> **BRIEF**:
Look through the records below for the line with "Task: indicate the short". Return that line and each one after it up to and including the line with "Task: indicate the line", exactly.

> **RECORDED INFORMATION**:

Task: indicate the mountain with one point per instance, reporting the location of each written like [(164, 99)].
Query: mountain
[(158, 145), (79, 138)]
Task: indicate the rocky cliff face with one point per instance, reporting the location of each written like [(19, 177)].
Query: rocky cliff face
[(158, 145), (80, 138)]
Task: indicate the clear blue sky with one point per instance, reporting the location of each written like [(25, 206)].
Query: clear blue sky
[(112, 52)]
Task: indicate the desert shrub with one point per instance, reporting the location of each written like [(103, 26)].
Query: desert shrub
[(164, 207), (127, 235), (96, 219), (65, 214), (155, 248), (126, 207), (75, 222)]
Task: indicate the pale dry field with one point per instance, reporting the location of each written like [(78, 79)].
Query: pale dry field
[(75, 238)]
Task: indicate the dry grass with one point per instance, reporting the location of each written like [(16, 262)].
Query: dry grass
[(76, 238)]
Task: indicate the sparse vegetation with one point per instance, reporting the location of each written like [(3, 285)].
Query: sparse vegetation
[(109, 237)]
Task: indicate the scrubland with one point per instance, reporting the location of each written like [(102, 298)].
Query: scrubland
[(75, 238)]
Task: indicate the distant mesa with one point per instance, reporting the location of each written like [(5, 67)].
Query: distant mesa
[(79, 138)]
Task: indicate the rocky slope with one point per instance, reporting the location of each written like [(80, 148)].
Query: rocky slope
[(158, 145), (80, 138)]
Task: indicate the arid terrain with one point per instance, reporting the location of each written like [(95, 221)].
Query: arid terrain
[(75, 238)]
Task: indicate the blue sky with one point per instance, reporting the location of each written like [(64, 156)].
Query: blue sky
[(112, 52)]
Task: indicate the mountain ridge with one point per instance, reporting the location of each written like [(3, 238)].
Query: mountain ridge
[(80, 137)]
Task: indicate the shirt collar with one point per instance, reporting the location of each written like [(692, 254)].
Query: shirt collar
...
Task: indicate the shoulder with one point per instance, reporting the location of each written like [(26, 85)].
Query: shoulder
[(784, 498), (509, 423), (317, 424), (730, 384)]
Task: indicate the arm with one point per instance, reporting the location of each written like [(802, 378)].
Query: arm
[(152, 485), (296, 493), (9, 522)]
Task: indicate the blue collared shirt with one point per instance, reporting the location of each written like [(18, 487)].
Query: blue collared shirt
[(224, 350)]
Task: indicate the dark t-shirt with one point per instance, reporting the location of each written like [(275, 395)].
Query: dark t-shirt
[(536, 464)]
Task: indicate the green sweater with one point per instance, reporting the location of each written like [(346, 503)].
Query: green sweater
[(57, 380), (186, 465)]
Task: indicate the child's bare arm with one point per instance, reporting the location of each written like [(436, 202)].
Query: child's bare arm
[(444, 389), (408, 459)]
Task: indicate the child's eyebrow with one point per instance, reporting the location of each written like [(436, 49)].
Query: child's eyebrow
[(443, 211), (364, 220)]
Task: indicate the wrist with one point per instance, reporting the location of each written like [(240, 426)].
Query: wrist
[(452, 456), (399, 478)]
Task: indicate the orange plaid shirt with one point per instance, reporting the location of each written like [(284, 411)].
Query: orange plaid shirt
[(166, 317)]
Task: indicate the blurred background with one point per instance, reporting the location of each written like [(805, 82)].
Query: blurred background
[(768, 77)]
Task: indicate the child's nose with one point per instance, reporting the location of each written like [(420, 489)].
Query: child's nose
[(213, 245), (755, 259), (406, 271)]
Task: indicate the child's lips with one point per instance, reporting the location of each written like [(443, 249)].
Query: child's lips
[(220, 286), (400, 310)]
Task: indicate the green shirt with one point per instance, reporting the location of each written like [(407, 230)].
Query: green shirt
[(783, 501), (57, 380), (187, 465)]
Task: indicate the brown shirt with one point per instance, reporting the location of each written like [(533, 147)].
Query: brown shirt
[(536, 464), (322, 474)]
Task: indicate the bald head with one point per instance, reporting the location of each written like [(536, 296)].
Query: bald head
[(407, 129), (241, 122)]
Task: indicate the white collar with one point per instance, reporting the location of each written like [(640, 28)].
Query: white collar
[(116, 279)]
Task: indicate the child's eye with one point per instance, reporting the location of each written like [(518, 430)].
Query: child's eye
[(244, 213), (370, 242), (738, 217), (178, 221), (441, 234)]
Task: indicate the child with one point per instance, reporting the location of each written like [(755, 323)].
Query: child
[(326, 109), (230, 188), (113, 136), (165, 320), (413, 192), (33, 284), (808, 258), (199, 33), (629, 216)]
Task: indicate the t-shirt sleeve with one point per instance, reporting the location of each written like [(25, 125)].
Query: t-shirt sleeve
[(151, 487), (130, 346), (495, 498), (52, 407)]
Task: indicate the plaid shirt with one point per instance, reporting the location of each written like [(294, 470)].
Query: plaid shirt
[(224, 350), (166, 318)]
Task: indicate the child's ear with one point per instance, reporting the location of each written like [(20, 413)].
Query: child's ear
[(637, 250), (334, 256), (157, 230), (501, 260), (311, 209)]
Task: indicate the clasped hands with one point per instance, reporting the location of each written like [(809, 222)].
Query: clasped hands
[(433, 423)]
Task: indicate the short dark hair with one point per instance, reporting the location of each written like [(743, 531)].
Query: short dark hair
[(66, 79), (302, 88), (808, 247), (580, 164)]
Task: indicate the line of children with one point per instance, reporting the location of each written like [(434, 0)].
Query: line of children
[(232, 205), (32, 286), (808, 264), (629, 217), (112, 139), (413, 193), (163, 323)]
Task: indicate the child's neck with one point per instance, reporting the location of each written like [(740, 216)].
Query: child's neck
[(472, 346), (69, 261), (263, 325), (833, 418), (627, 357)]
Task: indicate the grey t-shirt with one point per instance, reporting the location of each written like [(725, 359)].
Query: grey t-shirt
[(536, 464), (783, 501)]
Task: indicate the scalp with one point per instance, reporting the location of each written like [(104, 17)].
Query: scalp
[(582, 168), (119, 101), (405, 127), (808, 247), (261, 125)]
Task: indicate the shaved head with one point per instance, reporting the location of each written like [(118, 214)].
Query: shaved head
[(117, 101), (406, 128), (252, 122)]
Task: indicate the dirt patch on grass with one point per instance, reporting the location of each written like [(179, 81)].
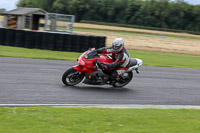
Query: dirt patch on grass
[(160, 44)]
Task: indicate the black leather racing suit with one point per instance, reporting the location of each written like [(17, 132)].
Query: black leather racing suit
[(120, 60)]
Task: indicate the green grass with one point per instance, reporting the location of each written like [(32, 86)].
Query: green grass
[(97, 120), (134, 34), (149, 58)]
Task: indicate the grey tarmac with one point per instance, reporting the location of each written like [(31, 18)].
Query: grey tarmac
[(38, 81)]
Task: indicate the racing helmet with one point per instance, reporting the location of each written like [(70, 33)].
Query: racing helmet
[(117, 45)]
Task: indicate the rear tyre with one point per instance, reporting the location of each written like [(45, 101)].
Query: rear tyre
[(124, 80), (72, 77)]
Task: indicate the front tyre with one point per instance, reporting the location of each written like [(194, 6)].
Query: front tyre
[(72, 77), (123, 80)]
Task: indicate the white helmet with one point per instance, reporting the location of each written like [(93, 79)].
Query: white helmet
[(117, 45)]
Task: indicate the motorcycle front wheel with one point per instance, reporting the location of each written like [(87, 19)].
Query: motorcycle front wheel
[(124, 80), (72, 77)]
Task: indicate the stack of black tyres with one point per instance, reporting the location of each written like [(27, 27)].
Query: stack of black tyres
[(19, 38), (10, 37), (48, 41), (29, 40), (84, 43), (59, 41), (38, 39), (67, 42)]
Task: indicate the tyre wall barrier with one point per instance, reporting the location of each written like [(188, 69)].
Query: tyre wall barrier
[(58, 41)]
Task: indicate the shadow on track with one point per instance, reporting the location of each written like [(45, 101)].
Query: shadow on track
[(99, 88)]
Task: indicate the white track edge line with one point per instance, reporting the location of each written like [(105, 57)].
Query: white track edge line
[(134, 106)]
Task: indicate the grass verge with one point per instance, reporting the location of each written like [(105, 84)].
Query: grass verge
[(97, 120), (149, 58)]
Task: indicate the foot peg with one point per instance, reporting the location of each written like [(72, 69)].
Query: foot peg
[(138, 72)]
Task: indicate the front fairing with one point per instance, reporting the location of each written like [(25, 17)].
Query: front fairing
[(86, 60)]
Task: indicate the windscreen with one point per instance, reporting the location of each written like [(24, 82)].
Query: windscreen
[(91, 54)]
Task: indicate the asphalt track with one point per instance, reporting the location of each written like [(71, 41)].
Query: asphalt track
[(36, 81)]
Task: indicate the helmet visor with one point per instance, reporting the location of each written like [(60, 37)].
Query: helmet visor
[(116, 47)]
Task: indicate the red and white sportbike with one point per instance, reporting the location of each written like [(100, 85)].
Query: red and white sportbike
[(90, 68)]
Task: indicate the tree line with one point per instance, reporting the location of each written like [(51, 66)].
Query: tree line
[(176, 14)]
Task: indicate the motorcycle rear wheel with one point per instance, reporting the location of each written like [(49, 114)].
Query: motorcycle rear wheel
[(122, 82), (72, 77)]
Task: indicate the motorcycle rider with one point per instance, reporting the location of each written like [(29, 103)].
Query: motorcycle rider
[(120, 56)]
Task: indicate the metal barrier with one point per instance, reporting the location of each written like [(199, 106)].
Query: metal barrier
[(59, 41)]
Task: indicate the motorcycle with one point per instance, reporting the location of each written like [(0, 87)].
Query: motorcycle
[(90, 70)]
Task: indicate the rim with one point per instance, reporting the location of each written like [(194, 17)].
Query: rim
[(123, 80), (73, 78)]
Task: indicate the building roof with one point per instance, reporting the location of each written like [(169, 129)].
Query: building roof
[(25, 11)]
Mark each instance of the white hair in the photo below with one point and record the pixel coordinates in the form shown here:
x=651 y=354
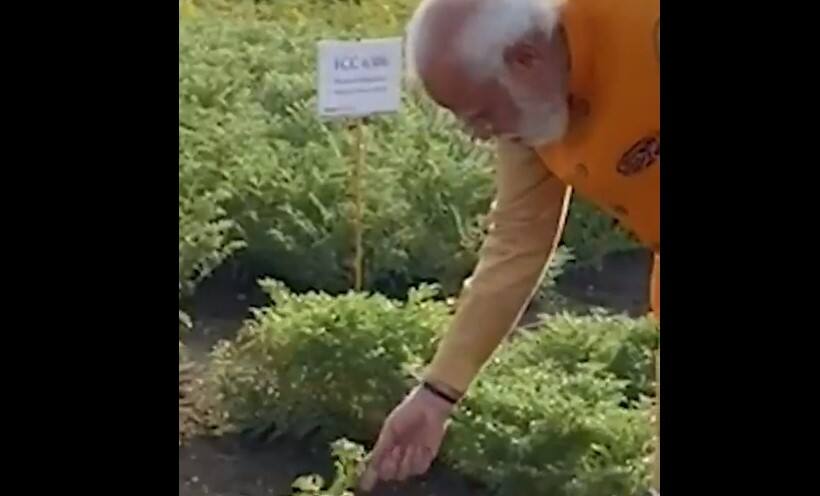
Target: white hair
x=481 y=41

> **RESPONSE AREA**:
Task: indicate the short dark hair with one point per instance, reporting the location of each written like [(743, 531)].
Query: short dark hair
[(66, 79), (302, 88), (808, 247), (580, 164)]
Task: indicate the line of children with one point per instance, reporting the location of each written like [(434, 0)].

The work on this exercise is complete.